List each action that the notebook page on model evaluation with LangSmith, shown below, says the evaluation will carry out.

Excerpt provided -
=== Section Start ===

# Model Version Evaluation with LangSmith

This notebook demonstrates how to evaluate and compare two AI models/providers in terms of correctness and latency using LangSmith.

## Prerequisites

1. Set up your virtual environment (see README.md)
2. Copy `.env.example` to `.env` and fill in your API keys
3. Install dependencies: `pip install -r requirements.txt`

## Overview

This evaluation will:
- Load a dataset from LangSmith
- Run two different models on the same inputs
- Measure correctness and latency
- Compare results and generate visualizations

## 1. Setup and Imports

In [None]:
import sys
import os

# Add src directory to path for imports
sys.path.append(os.path.join(os.path.dirname(os.path.abspath('')), 'src'))

=== Section End ===

Dataset entries -
=== Section Start ===

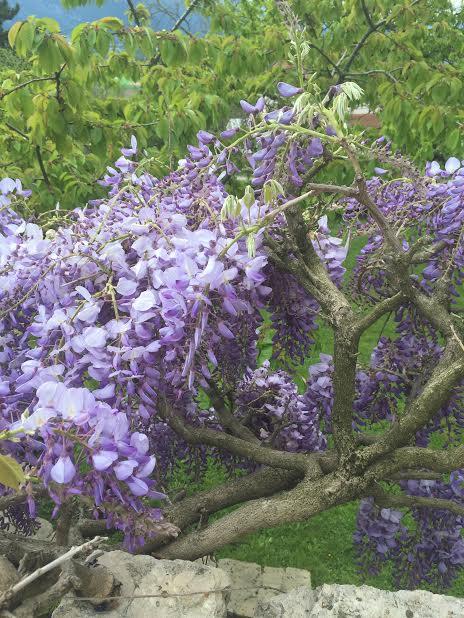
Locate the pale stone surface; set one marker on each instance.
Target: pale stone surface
(339, 601)
(45, 532)
(251, 583)
(8, 574)
(145, 576)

=== Section End ===

Expected output -
- Load a dataset from LangSmith
- Run two different models on the same inputs
- Measure correctness and latency
- Compare results and generate visualizations